PROBLEM TO WORK ON: Rewrite the lines from the line with "the black rubber" up to and including the line with "[1122, 873]", replacing "hose" with "pipe" and leaving everything else unchanged.

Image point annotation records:
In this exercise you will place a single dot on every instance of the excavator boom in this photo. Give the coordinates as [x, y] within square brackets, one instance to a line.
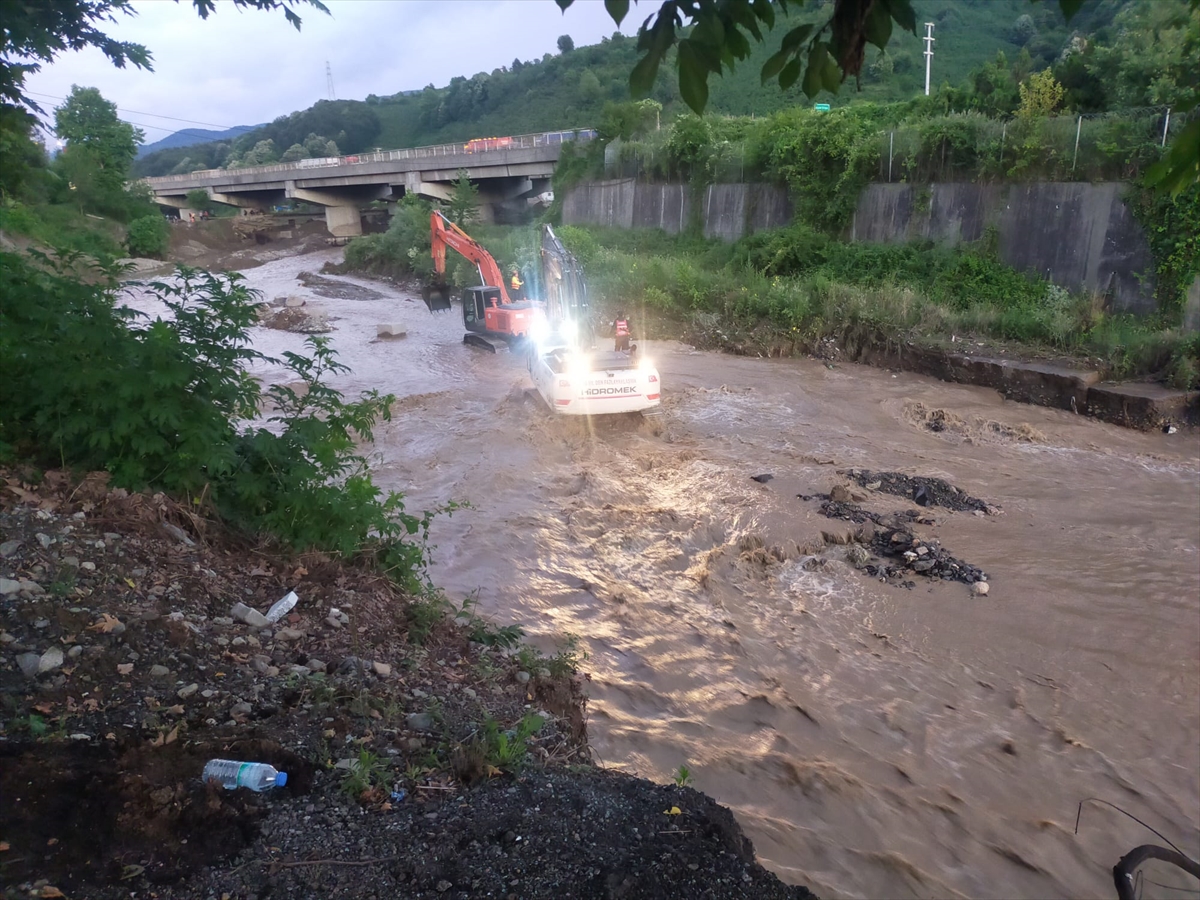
[447, 234]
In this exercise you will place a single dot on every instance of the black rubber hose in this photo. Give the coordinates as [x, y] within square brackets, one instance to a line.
[1122, 873]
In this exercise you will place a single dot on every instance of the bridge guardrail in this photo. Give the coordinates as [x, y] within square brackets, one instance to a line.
[519, 142]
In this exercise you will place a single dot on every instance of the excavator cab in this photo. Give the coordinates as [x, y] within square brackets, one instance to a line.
[437, 297]
[475, 303]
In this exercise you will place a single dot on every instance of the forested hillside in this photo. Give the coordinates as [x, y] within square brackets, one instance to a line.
[570, 89]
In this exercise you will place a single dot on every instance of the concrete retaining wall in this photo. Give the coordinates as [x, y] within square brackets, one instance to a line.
[727, 210]
[1078, 235]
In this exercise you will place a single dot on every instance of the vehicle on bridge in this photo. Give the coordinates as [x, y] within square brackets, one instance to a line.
[477, 145]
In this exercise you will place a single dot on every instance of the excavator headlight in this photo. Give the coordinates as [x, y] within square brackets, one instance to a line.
[538, 330]
[580, 365]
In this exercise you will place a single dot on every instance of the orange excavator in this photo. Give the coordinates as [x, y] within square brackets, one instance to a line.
[489, 313]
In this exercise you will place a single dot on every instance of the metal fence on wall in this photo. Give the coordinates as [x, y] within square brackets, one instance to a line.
[969, 147]
[959, 147]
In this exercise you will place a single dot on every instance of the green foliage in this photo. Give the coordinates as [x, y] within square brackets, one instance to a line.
[708, 39]
[1173, 227]
[793, 287]
[825, 160]
[463, 205]
[149, 237]
[365, 772]
[484, 631]
[508, 749]
[426, 610]
[405, 249]
[565, 663]
[64, 227]
[160, 403]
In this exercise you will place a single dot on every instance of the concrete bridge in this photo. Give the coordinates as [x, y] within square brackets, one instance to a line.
[502, 168]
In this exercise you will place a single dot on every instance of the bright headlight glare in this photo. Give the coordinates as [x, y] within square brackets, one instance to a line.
[580, 365]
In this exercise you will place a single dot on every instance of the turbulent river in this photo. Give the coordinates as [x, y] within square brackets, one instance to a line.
[873, 741]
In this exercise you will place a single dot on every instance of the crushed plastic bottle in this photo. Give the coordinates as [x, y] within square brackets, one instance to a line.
[282, 606]
[233, 774]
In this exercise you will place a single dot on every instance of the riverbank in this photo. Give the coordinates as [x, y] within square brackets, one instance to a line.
[1045, 379]
[425, 756]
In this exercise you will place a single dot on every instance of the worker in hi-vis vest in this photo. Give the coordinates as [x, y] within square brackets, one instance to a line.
[621, 325]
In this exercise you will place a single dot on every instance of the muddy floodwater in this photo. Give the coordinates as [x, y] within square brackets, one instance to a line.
[874, 741]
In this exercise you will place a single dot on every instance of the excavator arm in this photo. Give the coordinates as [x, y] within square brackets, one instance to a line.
[447, 234]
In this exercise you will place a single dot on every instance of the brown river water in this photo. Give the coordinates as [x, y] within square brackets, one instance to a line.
[873, 741]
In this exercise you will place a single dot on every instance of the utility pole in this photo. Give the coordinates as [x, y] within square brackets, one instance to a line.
[929, 52]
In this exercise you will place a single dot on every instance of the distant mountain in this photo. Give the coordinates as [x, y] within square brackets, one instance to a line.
[195, 136]
[569, 90]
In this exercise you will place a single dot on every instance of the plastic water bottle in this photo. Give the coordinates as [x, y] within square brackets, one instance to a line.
[255, 775]
[282, 606]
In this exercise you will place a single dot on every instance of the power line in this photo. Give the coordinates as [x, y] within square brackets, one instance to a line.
[138, 112]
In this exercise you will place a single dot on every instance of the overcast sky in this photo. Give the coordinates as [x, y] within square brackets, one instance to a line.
[246, 67]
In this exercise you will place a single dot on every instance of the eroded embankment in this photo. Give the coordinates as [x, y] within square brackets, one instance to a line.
[420, 762]
[873, 739]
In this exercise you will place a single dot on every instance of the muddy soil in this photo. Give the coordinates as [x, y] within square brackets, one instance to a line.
[871, 741]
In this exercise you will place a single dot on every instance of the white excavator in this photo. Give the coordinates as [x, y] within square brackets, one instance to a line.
[553, 327]
[570, 373]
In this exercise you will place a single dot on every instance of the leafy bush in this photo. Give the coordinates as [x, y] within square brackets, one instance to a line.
[64, 227]
[149, 237]
[161, 403]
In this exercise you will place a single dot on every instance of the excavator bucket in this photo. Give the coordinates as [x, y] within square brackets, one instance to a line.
[481, 342]
[437, 297]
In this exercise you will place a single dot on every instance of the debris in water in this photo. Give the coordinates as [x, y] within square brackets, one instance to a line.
[892, 538]
[936, 491]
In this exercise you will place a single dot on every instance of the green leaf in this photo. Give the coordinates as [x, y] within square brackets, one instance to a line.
[766, 12]
[793, 39]
[813, 72]
[904, 15]
[744, 17]
[693, 78]
[774, 65]
[617, 9]
[877, 28]
[1069, 7]
[790, 73]
[831, 75]
[708, 30]
[736, 43]
[641, 79]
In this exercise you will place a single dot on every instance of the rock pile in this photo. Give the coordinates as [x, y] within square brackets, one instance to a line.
[927, 491]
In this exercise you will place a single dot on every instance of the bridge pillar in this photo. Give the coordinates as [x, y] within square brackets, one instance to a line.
[430, 190]
[343, 221]
[342, 215]
[233, 199]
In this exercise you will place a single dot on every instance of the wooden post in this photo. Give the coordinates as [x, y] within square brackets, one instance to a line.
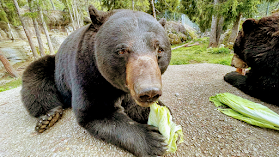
[7, 65]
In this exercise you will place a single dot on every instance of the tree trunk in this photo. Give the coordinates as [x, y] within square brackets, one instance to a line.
[153, 9]
[27, 32]
[75, 17]
[71, 15]
[7, 65]
[213, 38]
[216, 29]
[133, 5]
[235, 29]
[267, 8]
[38, 34]
[51, 51]
[53, 7]
[12, 34]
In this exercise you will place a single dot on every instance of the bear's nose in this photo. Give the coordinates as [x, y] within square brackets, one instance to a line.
[150, 95]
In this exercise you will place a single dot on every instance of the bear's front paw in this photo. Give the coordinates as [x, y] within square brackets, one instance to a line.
[155, 142]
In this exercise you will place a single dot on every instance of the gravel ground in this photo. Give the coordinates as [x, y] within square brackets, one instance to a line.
[186, 90]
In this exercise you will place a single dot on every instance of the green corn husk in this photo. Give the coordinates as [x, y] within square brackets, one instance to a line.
[245, 110]
[160, 117]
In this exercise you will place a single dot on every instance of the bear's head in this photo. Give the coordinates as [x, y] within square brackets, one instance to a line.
[132, 51]
[257, 43]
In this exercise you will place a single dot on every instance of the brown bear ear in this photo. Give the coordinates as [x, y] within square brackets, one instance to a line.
[95, 15]
[163, 22]
[249, 25]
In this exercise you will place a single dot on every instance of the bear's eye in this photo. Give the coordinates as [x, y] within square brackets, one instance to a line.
[122, 52]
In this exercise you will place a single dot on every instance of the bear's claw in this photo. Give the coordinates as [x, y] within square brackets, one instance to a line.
[48, 120]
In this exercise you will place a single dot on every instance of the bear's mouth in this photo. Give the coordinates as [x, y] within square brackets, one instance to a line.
[143, 79]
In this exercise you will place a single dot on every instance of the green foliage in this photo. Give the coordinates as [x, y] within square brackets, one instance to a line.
[219, 50]
[10, 85]
[163, 5]
[201, 11]
[3, 16]
[31, 15]
[8, 11]
[199, 54]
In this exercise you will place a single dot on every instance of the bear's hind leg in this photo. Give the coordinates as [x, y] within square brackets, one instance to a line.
[39, 93]
[48, 120]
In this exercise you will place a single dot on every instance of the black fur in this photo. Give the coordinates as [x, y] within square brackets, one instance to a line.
[90, 77]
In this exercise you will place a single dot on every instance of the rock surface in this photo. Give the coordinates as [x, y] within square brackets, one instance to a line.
[186, 90]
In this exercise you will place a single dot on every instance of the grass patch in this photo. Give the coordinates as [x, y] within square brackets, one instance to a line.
[10, 85]
[201, 54]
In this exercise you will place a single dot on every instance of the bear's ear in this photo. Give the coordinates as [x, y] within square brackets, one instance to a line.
[249, 25]
[96, 16]
[163, 22]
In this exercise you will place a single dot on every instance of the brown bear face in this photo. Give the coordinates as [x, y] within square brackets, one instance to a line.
[237, 62]
[257, 40]
[132, 51]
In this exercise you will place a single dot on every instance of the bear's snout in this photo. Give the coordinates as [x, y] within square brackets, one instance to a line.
[143, 78]
[149, 95]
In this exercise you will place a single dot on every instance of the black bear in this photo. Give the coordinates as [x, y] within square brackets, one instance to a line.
[109, 72]
[257, 46]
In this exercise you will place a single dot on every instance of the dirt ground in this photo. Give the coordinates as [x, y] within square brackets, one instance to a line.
[186, 90]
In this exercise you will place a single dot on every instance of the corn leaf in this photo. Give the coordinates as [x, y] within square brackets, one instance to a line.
[245, 110]
[160, 117]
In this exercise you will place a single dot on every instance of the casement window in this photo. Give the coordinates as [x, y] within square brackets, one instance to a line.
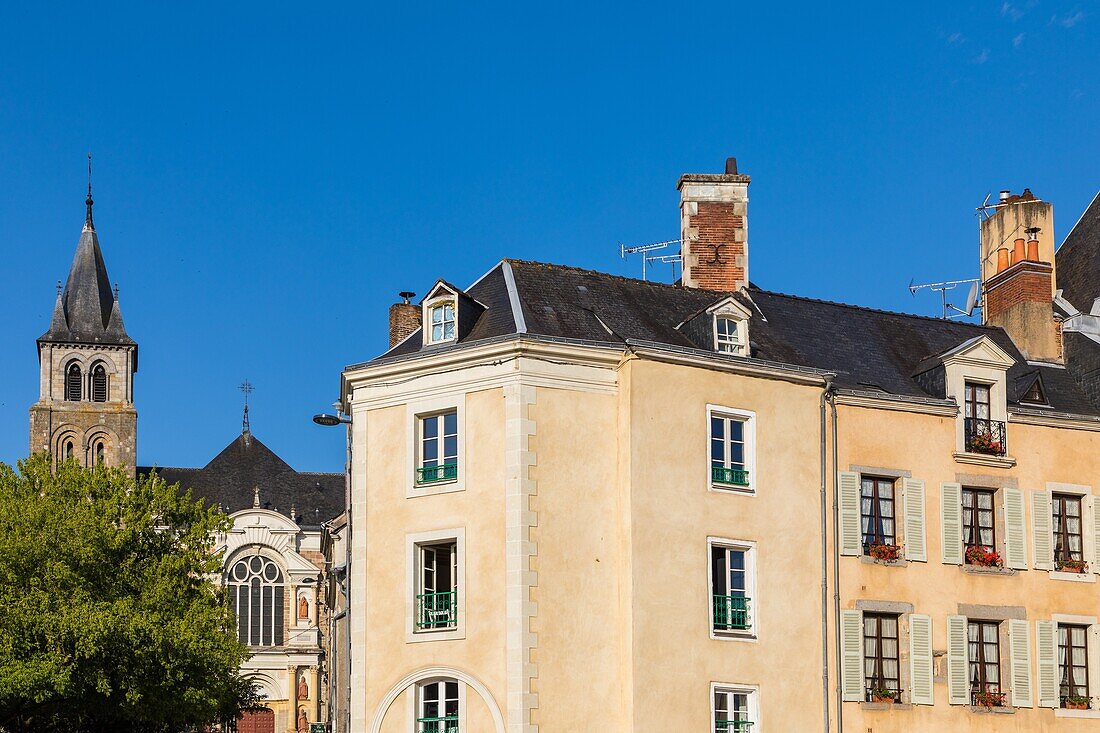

TASK SOLUTION:
In this exercise you will place a single dot on every instance of the black rubber pipe in this photo. Give the coordinates as [x, y] within square brackets, one instance to a line.
[1122, 873]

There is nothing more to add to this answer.